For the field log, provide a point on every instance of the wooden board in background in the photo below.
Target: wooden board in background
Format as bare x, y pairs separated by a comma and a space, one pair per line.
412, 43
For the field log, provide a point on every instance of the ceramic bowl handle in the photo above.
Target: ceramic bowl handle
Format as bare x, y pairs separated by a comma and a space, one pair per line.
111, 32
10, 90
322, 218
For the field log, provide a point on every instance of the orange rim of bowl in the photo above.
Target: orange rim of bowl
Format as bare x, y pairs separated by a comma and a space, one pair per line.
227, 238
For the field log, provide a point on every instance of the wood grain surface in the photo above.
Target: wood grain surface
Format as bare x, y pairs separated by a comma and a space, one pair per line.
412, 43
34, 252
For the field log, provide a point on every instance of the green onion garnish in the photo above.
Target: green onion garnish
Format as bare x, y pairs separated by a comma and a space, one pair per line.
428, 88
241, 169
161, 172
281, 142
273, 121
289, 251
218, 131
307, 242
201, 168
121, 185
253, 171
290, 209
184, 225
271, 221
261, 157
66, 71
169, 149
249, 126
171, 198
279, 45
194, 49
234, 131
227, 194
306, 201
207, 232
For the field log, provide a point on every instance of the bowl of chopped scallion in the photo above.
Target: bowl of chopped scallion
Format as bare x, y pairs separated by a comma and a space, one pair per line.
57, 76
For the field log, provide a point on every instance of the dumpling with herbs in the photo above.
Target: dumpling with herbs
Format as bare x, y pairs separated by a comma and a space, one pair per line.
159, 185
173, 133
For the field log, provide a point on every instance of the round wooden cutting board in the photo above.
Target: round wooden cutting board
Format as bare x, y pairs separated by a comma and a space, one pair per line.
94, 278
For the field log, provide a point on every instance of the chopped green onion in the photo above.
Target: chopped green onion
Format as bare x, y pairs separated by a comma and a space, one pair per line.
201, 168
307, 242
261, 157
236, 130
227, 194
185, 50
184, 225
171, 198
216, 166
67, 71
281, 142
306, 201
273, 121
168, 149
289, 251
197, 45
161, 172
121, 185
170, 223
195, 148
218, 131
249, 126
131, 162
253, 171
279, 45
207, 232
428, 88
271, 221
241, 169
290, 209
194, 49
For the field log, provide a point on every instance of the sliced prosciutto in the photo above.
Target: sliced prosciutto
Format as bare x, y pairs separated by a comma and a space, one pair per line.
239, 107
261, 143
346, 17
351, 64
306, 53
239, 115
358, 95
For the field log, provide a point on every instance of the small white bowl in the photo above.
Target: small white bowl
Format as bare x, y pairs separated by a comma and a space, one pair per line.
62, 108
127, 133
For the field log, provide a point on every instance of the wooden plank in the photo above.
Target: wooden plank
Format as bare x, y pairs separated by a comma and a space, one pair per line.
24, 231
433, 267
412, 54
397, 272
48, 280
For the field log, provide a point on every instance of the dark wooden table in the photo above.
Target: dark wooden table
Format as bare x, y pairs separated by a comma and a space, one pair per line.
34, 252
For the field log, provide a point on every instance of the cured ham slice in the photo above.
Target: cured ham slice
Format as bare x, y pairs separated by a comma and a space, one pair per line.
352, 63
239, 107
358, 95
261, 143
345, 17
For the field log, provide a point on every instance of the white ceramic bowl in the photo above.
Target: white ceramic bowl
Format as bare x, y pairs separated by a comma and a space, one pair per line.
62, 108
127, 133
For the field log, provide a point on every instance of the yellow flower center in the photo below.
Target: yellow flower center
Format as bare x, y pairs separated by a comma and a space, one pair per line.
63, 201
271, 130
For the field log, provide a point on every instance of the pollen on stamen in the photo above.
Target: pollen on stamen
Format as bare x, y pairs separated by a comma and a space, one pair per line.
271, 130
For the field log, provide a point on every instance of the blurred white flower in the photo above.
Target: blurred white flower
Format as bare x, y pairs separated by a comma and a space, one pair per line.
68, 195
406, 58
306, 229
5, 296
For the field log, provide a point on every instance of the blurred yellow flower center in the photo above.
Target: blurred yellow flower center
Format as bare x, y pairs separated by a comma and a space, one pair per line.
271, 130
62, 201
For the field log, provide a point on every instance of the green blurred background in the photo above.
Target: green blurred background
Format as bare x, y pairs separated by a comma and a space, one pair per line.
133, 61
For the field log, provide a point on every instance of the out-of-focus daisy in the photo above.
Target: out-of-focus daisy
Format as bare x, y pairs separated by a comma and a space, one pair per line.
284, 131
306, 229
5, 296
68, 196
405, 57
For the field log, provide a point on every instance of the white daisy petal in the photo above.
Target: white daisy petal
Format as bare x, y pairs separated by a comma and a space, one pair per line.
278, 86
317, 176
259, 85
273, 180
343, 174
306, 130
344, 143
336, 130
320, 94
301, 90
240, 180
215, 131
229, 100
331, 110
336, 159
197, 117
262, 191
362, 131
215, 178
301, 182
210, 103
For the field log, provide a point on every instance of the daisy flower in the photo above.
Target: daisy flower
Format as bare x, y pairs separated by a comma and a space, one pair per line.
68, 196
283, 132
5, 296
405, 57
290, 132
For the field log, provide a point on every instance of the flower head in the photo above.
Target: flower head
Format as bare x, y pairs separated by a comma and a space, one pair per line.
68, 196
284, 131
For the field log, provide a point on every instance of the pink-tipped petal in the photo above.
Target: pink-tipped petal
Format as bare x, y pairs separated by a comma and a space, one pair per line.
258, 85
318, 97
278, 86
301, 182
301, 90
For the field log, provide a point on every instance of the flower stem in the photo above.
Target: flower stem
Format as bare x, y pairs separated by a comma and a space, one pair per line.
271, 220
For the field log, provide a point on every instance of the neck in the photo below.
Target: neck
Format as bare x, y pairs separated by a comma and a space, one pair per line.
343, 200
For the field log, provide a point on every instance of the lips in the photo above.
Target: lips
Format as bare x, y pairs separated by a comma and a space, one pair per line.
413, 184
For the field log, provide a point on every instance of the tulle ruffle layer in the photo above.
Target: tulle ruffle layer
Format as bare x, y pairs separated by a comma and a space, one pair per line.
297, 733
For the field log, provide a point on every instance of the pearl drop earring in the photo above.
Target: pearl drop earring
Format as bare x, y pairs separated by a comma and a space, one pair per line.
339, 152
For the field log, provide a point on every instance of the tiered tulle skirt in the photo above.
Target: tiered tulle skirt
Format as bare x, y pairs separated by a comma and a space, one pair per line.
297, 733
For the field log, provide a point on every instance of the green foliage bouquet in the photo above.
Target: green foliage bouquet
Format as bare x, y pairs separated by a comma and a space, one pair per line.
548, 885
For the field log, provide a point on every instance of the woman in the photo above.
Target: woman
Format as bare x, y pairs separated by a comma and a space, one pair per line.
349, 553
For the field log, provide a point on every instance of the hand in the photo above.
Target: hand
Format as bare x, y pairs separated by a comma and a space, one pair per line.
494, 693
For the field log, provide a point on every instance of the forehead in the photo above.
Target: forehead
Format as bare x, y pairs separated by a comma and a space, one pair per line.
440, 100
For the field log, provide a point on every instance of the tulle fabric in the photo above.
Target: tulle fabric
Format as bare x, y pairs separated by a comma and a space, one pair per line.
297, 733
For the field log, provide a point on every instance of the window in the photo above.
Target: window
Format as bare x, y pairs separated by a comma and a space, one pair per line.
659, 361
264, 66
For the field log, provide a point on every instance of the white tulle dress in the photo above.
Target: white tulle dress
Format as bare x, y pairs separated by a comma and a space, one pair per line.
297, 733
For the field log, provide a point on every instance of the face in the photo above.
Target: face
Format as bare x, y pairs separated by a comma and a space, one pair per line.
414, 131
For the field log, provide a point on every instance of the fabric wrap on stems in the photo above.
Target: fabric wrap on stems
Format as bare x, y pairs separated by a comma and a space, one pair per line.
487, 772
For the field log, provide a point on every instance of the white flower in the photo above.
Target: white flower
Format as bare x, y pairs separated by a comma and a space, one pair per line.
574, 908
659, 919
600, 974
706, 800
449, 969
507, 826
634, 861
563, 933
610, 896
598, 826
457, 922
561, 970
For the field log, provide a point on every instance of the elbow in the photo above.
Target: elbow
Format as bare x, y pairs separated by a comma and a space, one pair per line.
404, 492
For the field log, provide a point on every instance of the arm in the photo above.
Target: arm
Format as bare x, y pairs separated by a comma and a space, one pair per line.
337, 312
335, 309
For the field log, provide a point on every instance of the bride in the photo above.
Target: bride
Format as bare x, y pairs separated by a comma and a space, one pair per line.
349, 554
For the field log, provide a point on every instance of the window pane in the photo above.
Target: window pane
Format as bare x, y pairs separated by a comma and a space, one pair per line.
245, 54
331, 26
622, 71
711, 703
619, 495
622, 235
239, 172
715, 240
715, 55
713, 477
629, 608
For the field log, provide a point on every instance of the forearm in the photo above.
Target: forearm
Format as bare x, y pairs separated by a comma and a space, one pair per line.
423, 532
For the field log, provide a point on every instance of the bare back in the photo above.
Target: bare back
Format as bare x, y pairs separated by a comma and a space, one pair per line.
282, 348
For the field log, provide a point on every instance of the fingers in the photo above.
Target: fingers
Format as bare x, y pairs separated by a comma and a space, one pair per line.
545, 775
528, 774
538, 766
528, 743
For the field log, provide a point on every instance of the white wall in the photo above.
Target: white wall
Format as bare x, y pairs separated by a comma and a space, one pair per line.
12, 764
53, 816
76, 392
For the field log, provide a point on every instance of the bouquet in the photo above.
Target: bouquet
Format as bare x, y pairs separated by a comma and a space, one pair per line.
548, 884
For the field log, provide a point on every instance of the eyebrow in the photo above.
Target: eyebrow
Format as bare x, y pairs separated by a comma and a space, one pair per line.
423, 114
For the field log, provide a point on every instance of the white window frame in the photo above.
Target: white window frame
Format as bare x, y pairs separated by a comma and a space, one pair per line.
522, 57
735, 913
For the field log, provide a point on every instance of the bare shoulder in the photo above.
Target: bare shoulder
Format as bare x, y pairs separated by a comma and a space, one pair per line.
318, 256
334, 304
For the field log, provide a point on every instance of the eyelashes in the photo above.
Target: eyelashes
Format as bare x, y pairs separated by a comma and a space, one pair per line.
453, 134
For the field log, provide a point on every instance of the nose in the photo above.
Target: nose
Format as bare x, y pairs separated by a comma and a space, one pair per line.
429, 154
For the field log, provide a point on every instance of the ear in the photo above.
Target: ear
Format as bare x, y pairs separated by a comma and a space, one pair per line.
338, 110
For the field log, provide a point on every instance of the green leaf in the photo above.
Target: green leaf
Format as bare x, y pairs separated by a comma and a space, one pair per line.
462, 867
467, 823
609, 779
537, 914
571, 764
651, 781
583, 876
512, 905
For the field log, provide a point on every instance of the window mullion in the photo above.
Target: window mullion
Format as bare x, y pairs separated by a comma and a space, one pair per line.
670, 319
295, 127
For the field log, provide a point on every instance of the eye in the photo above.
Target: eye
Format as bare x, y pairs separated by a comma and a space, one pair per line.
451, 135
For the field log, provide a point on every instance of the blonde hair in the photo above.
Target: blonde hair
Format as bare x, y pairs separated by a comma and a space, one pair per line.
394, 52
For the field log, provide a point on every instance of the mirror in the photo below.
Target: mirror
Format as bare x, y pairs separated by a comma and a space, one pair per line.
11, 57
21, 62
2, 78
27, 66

----------

Exercise requirements — Lines from the one containing "mullion in the photo above." through the final line are to be given again verbatim, with nothing before or after.

Exercise solution —
For the field log, provide a point on every instance of the window mullion in the photo above.
Target: window mullion
Format as bare x, y pairs separated by a comma and a space, one pair per line.
670, 319
295, 127
For the field log, provide a point on every instance of the eye in the photo above.
Target: eye
Format as bare x, y pairs separated by a comma and a space, one pair per line.
451, 135
For the field log, provide a point on every instance of the blonde hair in the photo above.
Target: blonde hair
Format as bare x, y pairs separated by a comma and a space, one pair per line.
394, 52
For the field log, provide a point on every instance of the mirror in the photo below.
Target: mirror
Format as bare x, y pairs separated by a comma and a space, one pair per line.
11, 57
21, 62
2, 78
27, 66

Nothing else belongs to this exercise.